SOURCE EXTRACT
══════

A Comprehensive Survey on Evaluation of Multimodal LLMs
This paper conducts a meticulous exploration into the evaluation paradigms of Multimodal LLMs (MLLMs), pinpointing its crucial role in the field of AGI. The paper emphasizes the importance of evaluation in guiding the advancement and enhancement of MLLMs, which are distinguished by their ability to process multimodal data, such as language, vision, and audio inputs. Founded on the initial success of pre-trained LLMs, MLLMs advance by integrating these diverse inputs to produce more nuanced and contextually rich outputs.
The paper provides an in-depth analysis over several dimensions:
- Types of Evaluation Benchmarks: The paper categorizes the benchmarks into foundational capabilities, model self-analysis, and extended applications. Foundational capability benchmarks, which include popular ones like VQA v2 and MME, focus largely on the broad cognitive and perceptive abilities of MLLMs. In contrast, benchmarks like POPE emphasize weaknesses such as hallucinations, bias, and safety, critically analyzing how these models operate under different scenarios.
- Benchmark Construction: The paper closely examines various strategies for constructing robust evaluation benchmarks. By exploring methods ranging from reutilizing existing datasets to generating data via prompting models, the paper discusses the merits and challenges of each approach. Incorporating samples from existing datasets is noted for its efficiency, albeit with a risk of data leakage.
- Evaluation Methods: Acknowledging the complexity of assessing MLLM performance, the authors review human evaluations, LLM/MLLM-based evaluations, and script-based evaluations. Among these, human evaluations are lauded for their reliability, though burdened with cost and time inefficiencies. In contrast, script-based evaluations offer speed and consistency but may fall short in scenarios where nuanced interpretation is required.
- Performance Metrics: Central to MLLM evaluation are the deterministic and non-deterministic metrics, with accuracy, F1 score, and mAP often representing traditional deterministic metrics. However, the paper notes emerging methodologies, like CircularEval, which seek to capture the intricacies of model decision-making processes beyond simple correctness.
The implications of this work extend to both theoretical and practical realms of AI. The elucidation of current benchmarks and methods lays a groundwork for both critical evaluations of MLLMs’ strengths and weaknesses, and the formulation of future research directions. From a practical standpoint, developers and researchers are equipped with nuanced insight into crafting more effective and challenging benchmarks. The speculative outlook provided on future developments encourages addressing complex real-world applications of MLLMs, such as the nuanced comprehension of speech or engagement with 3D representations.
In conclusion, the survey palpably demonstrates the importance of a structured and multifaceted evaluation framework for MLLMs. It underscores the necessity for continuous enhancements in benchmarks and evaluation methods to keep pace with rapidly evolving MLLM capabilities. The insights and perspectives offered are poised to inform ongoing efforts to refine both the development and evaluation of MLLMs, thereby advancing their applicability and reliability across diverse and real-world contexts.

══════

INFORMATION SHOWN
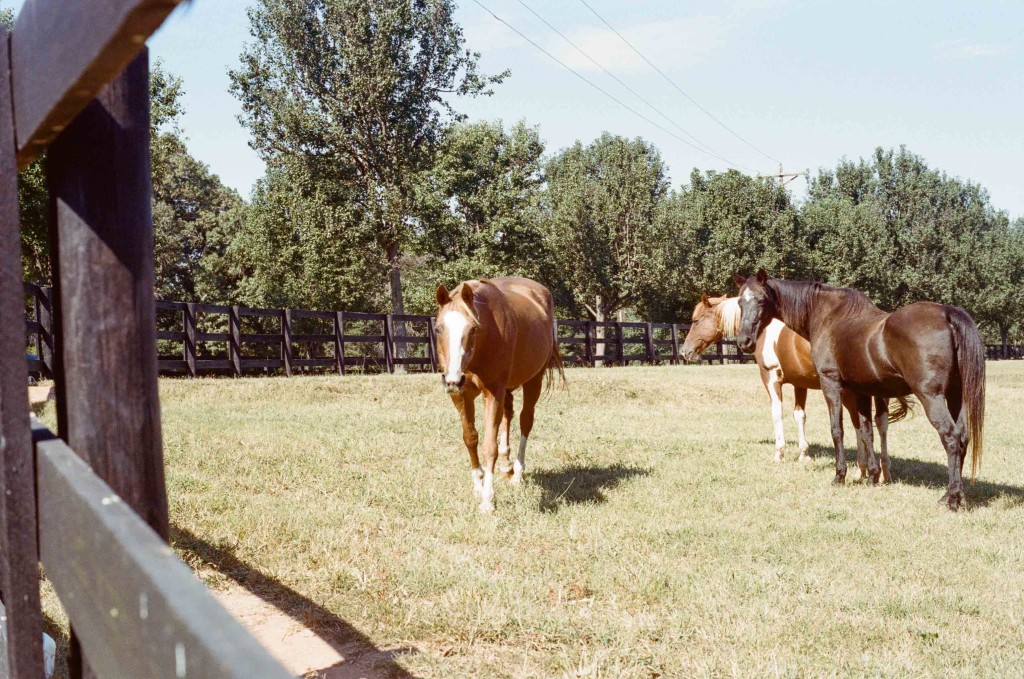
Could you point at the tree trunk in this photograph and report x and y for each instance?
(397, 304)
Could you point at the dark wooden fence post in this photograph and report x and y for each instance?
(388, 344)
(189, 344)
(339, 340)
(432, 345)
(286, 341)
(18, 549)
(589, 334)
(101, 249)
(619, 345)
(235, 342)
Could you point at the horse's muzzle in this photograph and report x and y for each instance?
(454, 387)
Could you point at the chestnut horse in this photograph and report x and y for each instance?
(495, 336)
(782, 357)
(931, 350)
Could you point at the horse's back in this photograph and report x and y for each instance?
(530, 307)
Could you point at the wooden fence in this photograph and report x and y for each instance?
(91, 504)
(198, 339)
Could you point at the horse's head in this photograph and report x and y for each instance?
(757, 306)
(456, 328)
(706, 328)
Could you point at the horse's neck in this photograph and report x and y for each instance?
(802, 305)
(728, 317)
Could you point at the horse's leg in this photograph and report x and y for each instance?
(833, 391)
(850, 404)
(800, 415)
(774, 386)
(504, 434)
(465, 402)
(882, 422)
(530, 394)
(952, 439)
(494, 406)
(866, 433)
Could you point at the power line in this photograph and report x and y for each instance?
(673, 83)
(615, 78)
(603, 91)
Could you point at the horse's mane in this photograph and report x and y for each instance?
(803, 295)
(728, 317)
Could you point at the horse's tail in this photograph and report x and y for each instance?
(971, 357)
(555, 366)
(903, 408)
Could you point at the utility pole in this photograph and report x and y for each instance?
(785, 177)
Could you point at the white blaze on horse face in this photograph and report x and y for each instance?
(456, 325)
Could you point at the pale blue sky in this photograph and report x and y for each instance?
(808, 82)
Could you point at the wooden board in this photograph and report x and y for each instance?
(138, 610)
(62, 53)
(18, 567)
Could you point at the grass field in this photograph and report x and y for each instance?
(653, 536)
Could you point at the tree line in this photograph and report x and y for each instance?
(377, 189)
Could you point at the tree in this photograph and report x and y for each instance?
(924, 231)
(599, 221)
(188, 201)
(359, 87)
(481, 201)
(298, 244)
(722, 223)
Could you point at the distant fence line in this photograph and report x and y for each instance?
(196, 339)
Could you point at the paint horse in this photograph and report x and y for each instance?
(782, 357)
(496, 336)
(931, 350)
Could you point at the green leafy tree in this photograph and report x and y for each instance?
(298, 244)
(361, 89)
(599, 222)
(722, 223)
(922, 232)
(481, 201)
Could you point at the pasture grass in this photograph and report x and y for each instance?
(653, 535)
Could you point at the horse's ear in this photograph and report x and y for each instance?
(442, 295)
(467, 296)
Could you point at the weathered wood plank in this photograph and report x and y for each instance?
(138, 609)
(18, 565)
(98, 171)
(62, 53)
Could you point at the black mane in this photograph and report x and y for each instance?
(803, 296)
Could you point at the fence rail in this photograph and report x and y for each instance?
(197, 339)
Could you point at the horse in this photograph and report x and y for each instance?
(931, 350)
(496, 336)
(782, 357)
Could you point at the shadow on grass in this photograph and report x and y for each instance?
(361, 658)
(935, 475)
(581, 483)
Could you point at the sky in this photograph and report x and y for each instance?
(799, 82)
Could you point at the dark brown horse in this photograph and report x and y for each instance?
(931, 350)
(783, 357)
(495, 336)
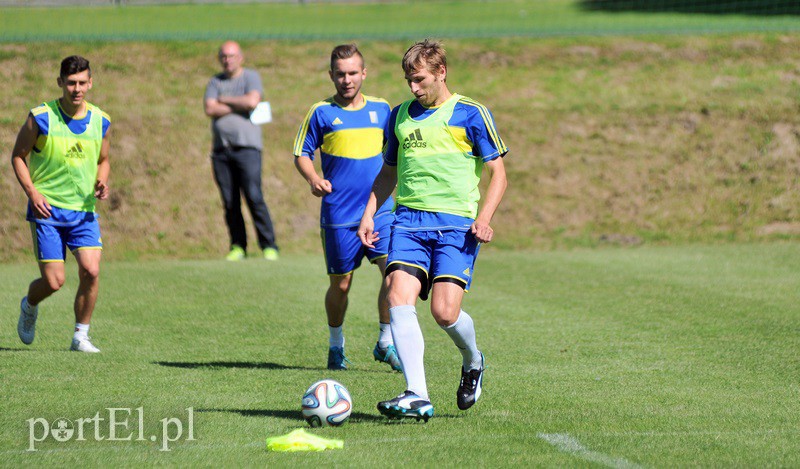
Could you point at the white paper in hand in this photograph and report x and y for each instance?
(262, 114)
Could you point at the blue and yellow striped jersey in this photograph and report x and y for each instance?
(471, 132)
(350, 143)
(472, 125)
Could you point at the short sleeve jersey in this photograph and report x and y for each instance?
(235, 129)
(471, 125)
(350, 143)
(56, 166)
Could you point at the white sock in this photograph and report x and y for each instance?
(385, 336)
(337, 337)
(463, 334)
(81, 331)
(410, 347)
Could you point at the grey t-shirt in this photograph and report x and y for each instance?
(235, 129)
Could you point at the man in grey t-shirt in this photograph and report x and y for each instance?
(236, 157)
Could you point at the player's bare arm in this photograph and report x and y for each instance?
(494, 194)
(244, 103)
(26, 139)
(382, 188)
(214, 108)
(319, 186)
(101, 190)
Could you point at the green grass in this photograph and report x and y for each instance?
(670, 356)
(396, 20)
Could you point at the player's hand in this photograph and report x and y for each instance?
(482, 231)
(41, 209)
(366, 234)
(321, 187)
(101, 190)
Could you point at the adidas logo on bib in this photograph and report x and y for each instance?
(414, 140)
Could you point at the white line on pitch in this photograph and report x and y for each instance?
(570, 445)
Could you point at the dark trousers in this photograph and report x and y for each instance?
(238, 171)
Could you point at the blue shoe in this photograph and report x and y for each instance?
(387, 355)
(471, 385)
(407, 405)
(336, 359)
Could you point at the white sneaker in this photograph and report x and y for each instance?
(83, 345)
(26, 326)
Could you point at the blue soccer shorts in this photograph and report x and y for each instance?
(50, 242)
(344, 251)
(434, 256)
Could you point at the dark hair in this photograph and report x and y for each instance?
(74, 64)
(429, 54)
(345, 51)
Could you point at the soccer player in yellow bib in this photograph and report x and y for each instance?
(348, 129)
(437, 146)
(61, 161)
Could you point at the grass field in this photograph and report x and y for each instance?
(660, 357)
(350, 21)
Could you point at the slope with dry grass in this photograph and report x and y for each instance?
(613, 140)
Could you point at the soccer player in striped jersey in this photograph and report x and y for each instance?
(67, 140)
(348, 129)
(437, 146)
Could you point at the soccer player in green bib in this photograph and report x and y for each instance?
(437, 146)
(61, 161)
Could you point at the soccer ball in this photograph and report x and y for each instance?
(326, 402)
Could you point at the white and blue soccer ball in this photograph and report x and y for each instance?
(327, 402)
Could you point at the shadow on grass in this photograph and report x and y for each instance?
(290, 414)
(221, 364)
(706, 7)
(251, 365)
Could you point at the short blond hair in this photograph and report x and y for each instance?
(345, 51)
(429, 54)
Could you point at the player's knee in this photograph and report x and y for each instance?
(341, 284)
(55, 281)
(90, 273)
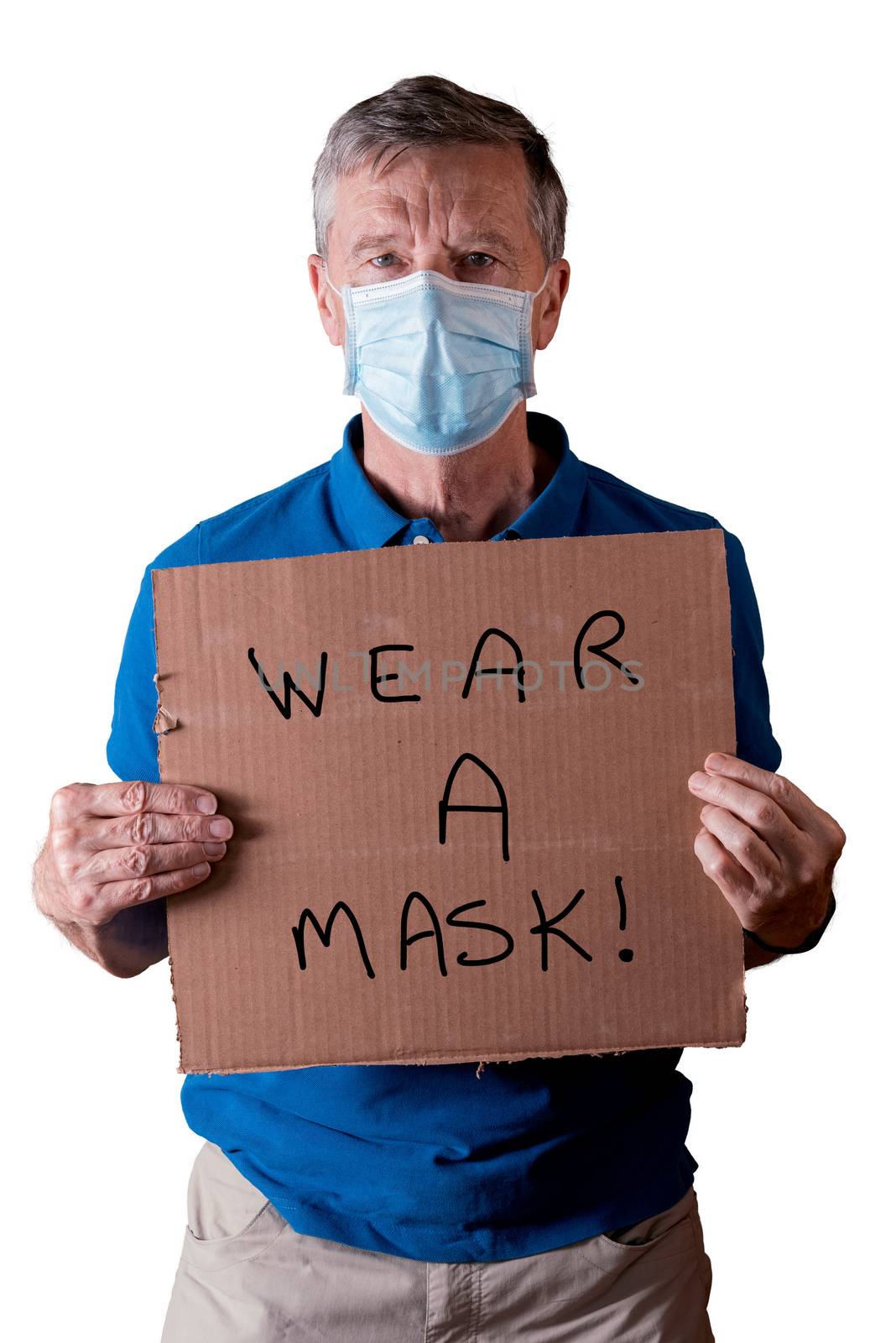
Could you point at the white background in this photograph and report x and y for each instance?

══════

TASK PROMPT
Quote the text of the survey summary on evaluating multimodal LLMs verbatim, starting with "- Benchmark Construction: The" and going on through "interpretation is required.".

COMPLETED TASK
- Benchmark Construction: The paper closely examines various strategies for constructing robust evaluation benchmarks. By exploring methods ranging from reutilizing existing datasets to generating data via prompting models, the paper discusses the merits and challenges of each approach. Incorporating samples from existing datasets is noted for its efficiency, albeit with a risk of data leakage.
- Evaluation Methods: Acknowledging the complexity of assessing MLLM performance, the authors review human evaluations, LLM/MLLM-based evaluations, and script-based evaluations. Among these, human evaluations are lauded for their reliability, though burdened with cost and time inefficiencies. In contrast, script-based evaluations offer speed and consistency but may fall short in scenarios where nuanced interpretation is required.